» WHAT YOU NEED TO DO:
Your reply should set down word for word each line below from the one with "If you could point to the dog's snout" through the final line, both included, but none of the pictures.

» MATERIAL PROVIDED:
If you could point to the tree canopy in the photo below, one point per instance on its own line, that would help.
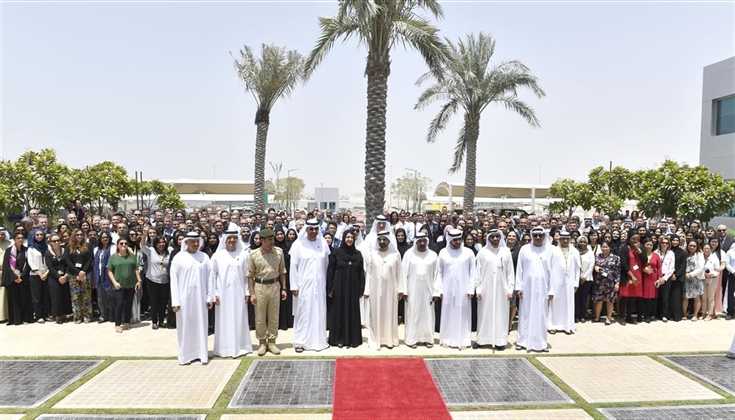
(672, 189)
(40, 180)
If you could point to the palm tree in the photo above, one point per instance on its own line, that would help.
(468, 81)
(379, 25)
(270, 77)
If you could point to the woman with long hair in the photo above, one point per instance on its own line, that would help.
(694, 283)
(15, 280)
(79, 262)
(58, 281)
(124, 274)
(40, 296)
(157, 278)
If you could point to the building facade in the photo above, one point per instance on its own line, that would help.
(717, 143)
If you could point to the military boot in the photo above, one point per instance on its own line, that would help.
(272, 348)
(262, 349)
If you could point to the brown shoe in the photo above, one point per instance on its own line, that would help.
(273, 349)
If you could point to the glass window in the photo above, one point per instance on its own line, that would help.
(725, 117)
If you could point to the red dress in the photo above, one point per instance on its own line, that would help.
(632, 290)
(649, 288)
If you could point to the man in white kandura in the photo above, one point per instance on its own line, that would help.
(309, 262)
(455, 285)
(565, 270)
(533, 283)
(384, 287)
(192, 295)
(420, 268)
(229, 274)
(494, 288)
(366, 246)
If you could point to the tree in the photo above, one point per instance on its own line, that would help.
(291, 189)
(106, 183)
(36, 179)
(271, 76)
(380, 25)
(468, 82)
(411, 189)
(684, 191)
(571, 194)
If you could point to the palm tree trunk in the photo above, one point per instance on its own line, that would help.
(472, 133)
(377, 71)
(262, 120)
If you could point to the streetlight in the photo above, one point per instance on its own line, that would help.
(288, 175)
(416, 197)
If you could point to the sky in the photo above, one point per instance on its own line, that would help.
(152, 87)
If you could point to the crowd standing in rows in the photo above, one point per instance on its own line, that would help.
(215, 271)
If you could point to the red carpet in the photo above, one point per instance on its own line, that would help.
(386, 389)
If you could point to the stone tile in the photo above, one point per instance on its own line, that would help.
(153, 384)
(261, 416)
(29, 383)
(493, 381)
(127, 417)
(713, 368)
(626, 379)
(100, 339)
(286, 383)
(568, 414)
(691, 412)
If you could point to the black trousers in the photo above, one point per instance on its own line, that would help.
(40, 297)
(123, 306)
(728, 282)
(675, 298)
(628, 305)
(158, 295)
(580, 300)
(664, 295)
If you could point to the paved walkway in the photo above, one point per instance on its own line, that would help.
(101, 340)
(593, 369)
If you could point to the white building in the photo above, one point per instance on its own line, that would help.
(717, 143)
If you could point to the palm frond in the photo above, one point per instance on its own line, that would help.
(459, 150)
(439, 123)
(332, 28)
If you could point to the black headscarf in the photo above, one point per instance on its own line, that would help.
(402, 246)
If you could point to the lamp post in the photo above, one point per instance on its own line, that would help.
(416, 197)
(288, 175)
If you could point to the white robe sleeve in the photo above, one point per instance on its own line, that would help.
(519, 270)
(438, 281)
(507, 268)
(175, 281)
(471, 272)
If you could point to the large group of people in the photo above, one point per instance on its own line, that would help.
(326, 276)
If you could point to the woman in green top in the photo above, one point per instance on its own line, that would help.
(125, 277)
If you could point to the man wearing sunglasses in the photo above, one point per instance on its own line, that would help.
(533, 283)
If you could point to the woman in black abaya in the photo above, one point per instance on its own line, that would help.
(345, 285)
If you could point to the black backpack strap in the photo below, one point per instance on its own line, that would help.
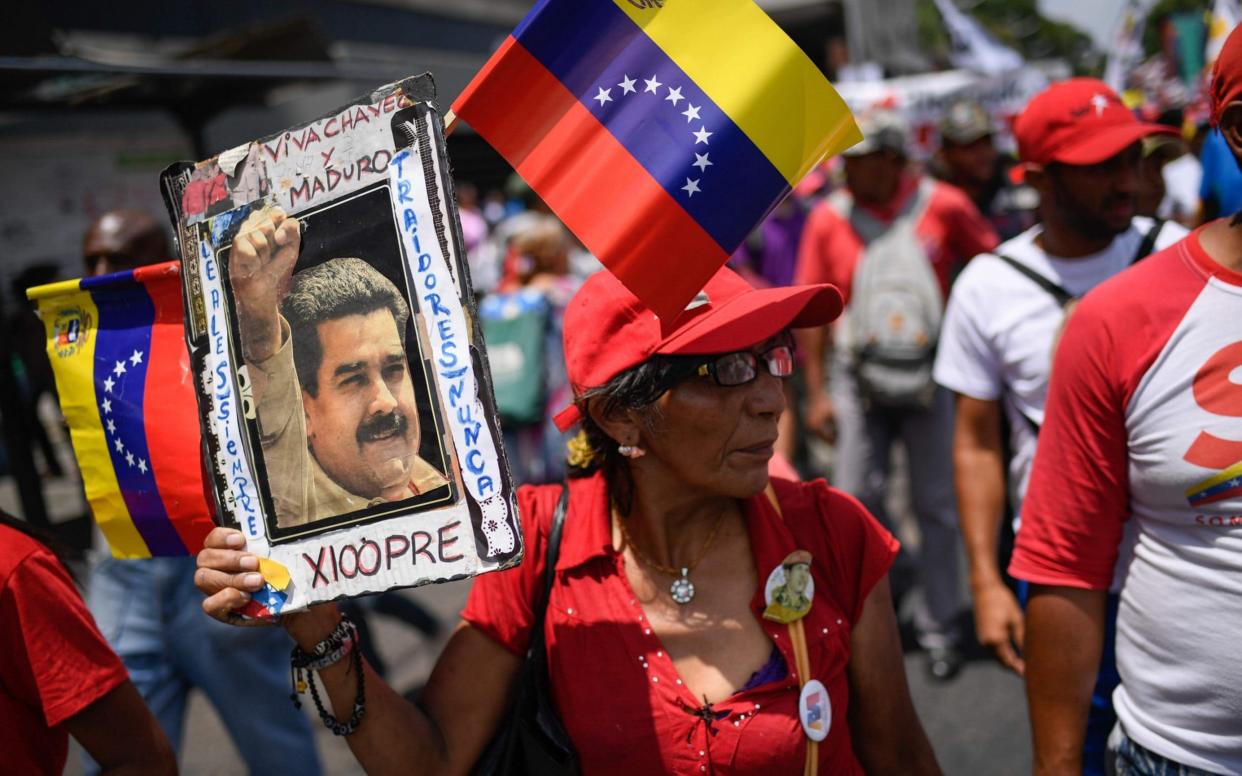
(1062, 296)
(1149, 241)
(558, 524)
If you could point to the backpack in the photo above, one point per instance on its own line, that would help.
(892, 324)
(516, 329)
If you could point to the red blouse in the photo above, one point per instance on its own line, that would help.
(617, 693)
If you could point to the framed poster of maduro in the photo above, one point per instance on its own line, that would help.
(343, 390)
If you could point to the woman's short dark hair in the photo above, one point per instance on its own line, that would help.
(635, 389)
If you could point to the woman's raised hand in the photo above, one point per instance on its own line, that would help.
(227, 575)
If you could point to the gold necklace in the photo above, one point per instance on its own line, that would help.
(682, 590)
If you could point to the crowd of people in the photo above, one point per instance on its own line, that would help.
(1051, 338)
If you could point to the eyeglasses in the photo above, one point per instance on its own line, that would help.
(734, 369)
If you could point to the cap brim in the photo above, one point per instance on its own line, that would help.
(754, 317)
(1108, 143)
(742, 322)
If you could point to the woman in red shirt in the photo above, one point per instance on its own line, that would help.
(658, 652)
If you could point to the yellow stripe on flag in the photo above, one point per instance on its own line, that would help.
(1215, 479)
(71, 349)
(756, 75)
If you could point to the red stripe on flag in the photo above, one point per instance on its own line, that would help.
(170, 412)
(601, 193)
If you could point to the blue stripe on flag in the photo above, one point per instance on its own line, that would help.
(591, 45)
(121, 354)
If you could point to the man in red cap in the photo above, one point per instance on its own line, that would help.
(1079, 148)
(891, 240)
(1139, 469)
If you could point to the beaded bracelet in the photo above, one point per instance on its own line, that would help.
(330, 651)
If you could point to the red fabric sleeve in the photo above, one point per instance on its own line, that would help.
(969, 232)
(52, 657)
(501, 604)
(1079, 493)
(1077, 502)
(860, 551)
(822, 256)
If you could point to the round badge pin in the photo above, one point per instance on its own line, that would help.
(815, 710)
(790, 589)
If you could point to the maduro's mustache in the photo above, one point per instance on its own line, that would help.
(378, 426)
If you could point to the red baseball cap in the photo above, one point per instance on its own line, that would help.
(1227, 75)
(609, 330)
(1079, 122)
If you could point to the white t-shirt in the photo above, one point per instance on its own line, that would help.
(1144, 435)
(997, 330)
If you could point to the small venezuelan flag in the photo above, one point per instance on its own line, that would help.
(123, 374)
(661, 132)
(1220, 487)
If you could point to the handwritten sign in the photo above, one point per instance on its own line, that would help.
(304, 507)
(230, 460)
(450, 343)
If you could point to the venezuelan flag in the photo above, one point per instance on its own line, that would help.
(123, 374)
(660, 132)
(1220, 487)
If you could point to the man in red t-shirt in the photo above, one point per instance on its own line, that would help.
(884, 219)
(58, 677)
(1140, 462)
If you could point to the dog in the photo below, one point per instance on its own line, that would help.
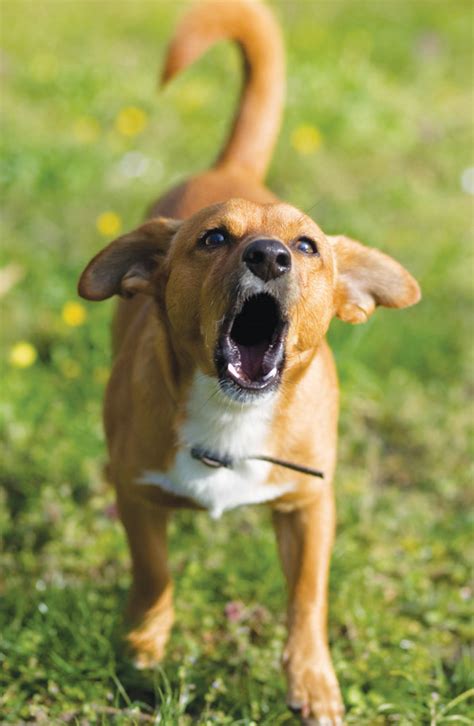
(223, 390)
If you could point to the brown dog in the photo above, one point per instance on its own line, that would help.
(221, 356)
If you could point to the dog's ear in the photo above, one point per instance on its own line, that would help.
(367, 278)
(126, 266)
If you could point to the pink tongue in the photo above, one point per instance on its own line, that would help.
(251, 359)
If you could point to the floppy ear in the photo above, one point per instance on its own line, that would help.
(367, 278)
(126, 266)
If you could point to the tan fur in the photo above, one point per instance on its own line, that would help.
(168, 332)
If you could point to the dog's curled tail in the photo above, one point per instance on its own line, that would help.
(254, 28)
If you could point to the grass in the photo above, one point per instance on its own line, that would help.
(384, 88)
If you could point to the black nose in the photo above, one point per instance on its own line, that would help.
(267, 258)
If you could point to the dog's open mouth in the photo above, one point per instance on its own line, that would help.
(250, 351)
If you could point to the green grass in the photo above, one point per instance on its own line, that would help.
(387, 86)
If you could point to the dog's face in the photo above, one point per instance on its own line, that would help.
(247, 288)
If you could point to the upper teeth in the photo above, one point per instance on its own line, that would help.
(270, 374)
(232, 370)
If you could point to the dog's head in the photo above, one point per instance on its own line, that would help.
(247, 288)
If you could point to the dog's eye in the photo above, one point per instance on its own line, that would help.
(214, 238)
(307, 246)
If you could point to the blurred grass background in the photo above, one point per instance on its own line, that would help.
(376, 143)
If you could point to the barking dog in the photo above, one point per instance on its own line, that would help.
(221, 370)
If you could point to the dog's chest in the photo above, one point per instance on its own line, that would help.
(223, 427)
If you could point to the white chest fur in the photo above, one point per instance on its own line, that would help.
(224, 427)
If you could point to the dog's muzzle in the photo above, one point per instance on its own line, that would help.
(251, 347)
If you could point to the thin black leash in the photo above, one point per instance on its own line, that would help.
(210, 459)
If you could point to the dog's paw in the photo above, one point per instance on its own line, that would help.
(313, 690)
(148, 639)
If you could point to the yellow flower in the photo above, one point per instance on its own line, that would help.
(108, 224)
(86, 129)
(73, 314)
(22, 354)
(306, 139)
(131, 121)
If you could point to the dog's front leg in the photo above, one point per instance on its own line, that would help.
(305, 539)
(150, 607)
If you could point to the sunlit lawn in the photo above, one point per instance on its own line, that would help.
(375, 143)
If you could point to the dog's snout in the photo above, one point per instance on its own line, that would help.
(267, 258)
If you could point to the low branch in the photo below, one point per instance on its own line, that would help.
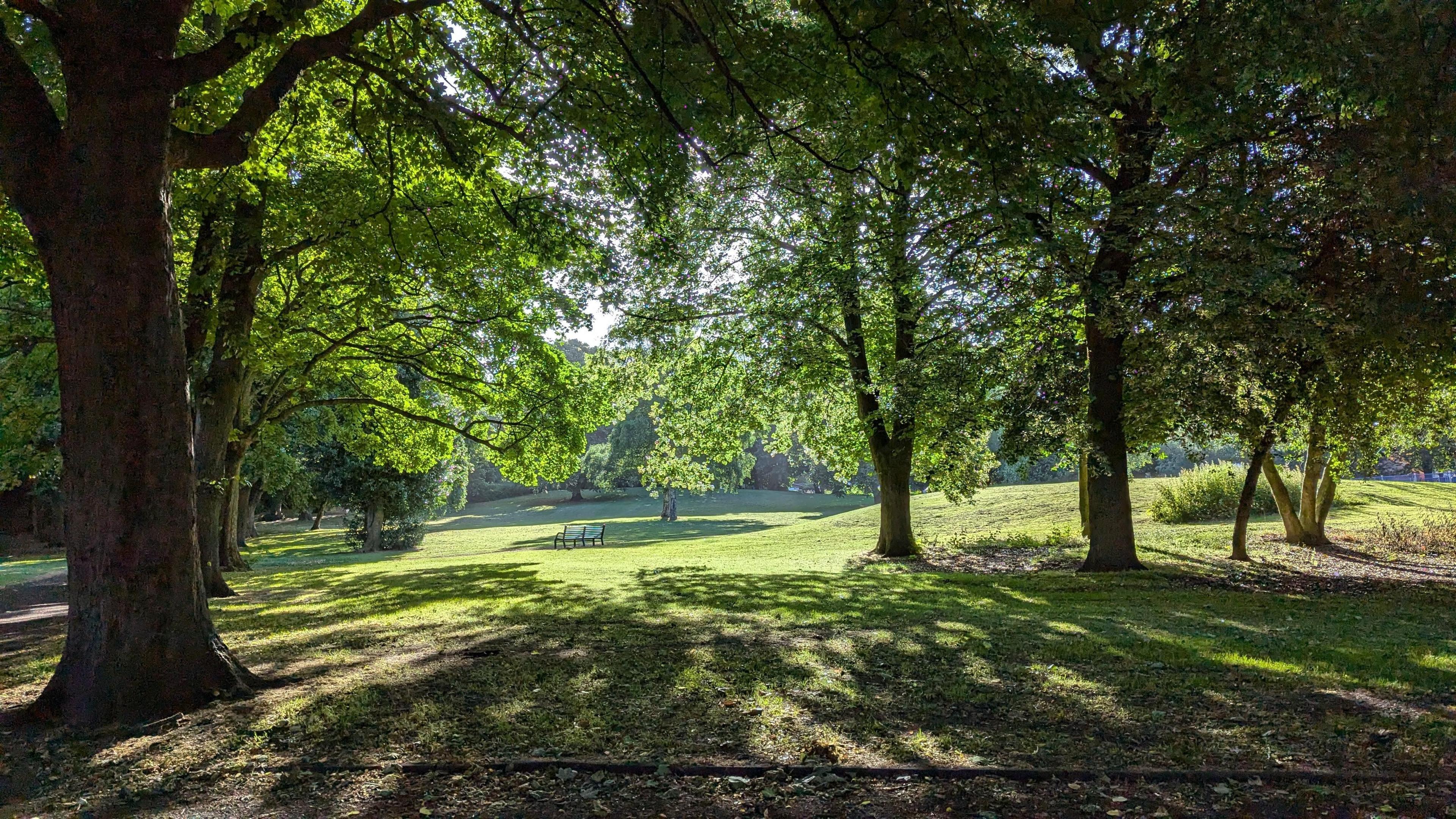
(242, 36)
(402, 413)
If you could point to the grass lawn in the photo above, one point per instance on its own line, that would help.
(755, 629)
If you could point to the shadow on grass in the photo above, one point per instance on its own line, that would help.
(493, 661)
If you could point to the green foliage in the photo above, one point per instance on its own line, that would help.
(1212, 493)
(30, 397)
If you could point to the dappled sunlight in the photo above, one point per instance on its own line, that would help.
(762, 646)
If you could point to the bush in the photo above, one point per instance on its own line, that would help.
(482, 492)
(394, 535)
(1212, 493)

» RESULT FOR THIS EXERCISE:
If you could point to the dog's snout in the photo above, one point per instance on its own line, that would help.
(267, 258)
If you could point to the low branch in the photo below, one point per instance on its own line, that would help.
(242, 36)
(402, 413)
If you could point to the grass lawn in the photo above, one point per instance on its own line, that would help.
(755, 629)
If you could point to the shadow on grass in the photo above, one point per instance on its own line, that would help.
(493, 661)
If you could point to the green foliage in the photo above, one point per instance on its own line, that would help.
(1212, 493)
(30, 397)
If you could point to the dappled sunlight in the photo above, one point per instance on its own line, that would help.
(762, 646)
If you could point to the bush in the photo above, one point per instance on its own line, that would help.
(482, 492)
(394, 535)
(1212, 493)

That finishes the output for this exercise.